*PASSAGE GIVEN*.
========================
Single by Ringo Sheena

from the album Hi Izuru Tokoro
- B-side: "Watashi no Aisuru Hito"; "Jinsei wa Omoidōri";
- Released: October 21, 2011
- Recorded: 2011
- Genre: Torch song, waltz, pop
- Length: 3:00
- Label: EMI Music Japan
- Songwriter: Ringo Sheena
- Producer: Ringo Sheena

Ringo Sheena singles chronology
| "Ariamaru Tomi" (2009) | "Carnation" (2011) | "Jiyū e Michizure" (2012) |

= Carnation (song) =

"Carnation" (カーネーション, Kānēshon), also known by its French title L'œillet ("The Carnation" in English), is a song by Japanese musician Ringo Sheena. It was released on November 2, 2011, two years after her previous solo single "Ariamaru Tomi" (2009), during a period where she primarily worked with her band Tokyo Jihen. The song was the eponymous theme song for the morning Asadora drama Carnation, starring Machiko Ono.

== Background and development ==

In 2009, Sheena released the solo single "Ariamaru Tomi" and the album Sanmon Gossip after mostly focusing on her band, Tokyo Jihen. Since then, Tokyo Jihen released their fourth studio album, Sports, the single "Sora ga Natteiru" / "Onna no Ko wa Dare Demo" (2011) and their fifth studio album Dai Hakken (2011).
========================
*BRIEF 1*.
Please rewrite the records from the line with "the green leaf" to the line with "[[121, 262]]", changing "ripe blackberry" to "mature blackberry" and keeping every other word the same.
========================
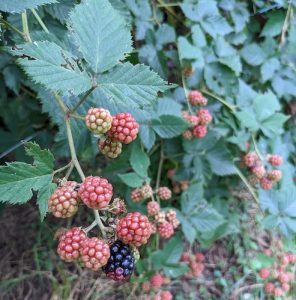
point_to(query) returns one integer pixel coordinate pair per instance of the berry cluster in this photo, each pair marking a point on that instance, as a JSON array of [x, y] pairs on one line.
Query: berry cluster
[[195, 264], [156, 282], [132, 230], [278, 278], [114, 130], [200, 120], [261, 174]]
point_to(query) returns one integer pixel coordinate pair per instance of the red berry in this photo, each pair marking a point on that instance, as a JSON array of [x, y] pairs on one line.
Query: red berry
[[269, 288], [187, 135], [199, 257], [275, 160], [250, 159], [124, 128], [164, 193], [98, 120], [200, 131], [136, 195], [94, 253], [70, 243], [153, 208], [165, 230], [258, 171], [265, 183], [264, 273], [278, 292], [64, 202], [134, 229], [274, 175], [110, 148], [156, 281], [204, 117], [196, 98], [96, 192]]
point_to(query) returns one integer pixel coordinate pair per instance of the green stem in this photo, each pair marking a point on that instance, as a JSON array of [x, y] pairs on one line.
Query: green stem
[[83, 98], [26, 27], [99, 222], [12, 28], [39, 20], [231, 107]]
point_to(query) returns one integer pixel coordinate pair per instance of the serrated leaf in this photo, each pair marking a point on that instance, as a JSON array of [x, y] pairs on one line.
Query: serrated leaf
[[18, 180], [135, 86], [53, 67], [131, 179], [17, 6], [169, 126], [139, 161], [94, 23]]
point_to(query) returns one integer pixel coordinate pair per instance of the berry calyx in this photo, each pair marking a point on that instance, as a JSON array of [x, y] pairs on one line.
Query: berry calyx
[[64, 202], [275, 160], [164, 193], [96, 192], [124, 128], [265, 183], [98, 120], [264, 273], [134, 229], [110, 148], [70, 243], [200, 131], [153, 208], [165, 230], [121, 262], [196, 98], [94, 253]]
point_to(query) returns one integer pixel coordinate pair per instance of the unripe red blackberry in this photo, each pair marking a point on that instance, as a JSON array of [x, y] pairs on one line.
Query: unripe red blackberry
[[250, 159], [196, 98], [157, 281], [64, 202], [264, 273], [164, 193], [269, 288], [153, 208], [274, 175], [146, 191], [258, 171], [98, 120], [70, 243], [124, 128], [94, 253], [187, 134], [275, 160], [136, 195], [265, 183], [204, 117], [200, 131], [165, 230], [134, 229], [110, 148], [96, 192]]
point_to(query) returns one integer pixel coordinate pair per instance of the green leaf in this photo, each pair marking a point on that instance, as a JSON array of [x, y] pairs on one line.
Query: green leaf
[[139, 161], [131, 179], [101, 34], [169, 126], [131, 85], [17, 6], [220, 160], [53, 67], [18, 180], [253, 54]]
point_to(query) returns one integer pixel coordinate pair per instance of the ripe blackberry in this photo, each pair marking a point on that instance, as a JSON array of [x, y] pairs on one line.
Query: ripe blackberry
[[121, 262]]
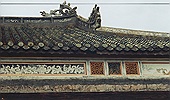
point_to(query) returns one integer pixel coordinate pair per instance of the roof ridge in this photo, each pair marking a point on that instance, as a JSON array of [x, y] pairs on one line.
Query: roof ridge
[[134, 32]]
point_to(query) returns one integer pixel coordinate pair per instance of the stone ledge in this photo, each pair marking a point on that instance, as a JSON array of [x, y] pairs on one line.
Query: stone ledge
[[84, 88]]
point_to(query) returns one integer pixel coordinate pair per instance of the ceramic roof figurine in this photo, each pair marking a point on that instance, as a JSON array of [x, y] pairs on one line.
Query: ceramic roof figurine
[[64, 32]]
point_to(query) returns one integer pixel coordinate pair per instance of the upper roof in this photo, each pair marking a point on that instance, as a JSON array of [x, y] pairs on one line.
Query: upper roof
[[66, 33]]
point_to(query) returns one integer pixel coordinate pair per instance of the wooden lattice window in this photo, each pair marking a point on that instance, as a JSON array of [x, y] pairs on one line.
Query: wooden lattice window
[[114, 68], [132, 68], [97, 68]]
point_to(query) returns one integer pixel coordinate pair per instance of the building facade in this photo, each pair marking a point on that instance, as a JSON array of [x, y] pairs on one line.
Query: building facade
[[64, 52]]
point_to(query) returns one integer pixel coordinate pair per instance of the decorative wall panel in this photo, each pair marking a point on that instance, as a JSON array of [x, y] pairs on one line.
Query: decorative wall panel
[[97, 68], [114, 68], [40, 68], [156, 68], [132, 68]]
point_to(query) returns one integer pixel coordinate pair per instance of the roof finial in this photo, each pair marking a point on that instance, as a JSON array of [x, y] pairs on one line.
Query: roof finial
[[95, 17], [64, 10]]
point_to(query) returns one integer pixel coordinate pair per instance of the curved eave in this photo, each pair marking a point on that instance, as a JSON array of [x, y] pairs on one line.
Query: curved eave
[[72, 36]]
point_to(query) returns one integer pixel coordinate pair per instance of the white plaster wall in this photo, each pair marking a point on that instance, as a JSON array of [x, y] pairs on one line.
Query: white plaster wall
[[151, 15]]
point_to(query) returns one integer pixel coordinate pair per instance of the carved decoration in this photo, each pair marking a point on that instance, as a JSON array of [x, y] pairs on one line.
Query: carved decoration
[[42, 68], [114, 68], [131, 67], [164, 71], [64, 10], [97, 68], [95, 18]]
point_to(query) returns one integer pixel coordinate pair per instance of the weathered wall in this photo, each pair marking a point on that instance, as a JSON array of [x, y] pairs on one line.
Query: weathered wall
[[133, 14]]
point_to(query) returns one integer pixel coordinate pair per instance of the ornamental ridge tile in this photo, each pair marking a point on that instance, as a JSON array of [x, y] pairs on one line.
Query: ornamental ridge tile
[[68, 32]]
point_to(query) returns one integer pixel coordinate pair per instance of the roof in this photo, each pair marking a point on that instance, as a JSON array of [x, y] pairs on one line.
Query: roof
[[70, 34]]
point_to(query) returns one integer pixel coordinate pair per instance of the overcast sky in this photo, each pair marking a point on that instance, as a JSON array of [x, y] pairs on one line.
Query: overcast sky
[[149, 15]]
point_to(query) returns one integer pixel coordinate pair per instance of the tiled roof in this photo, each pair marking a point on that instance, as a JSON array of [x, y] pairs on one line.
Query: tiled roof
========================
*BRIEF 2*.
In the song article, which drama used "Carnation" as its theme song?

*FINISHED ANSWER 1*.
point_to(query) returns one integer pixel coordinate pair per instance of the green leaf in this photo, each pair marking a point on that instance, as a JSON array of [x, y] pairs on one line.
Query: green leaf
[[139, 161], [131, 179], [101, 34], [169, 126], [131, 85], [17, 6], [220, 160], [53, 67], [18, 180], [253, 54]]
point_to(query) returns one integer pixel coordinate pair per instance of the mature blackberry in this photo, each pair marking a point on that instance, as a JSON array of [x, y] pairs on one line.
Query: mature blackberry
[[121, 262]]

*FINISHED ANSWER 2*.
The morning Asadora drama Carnation, starring Machiko Ono.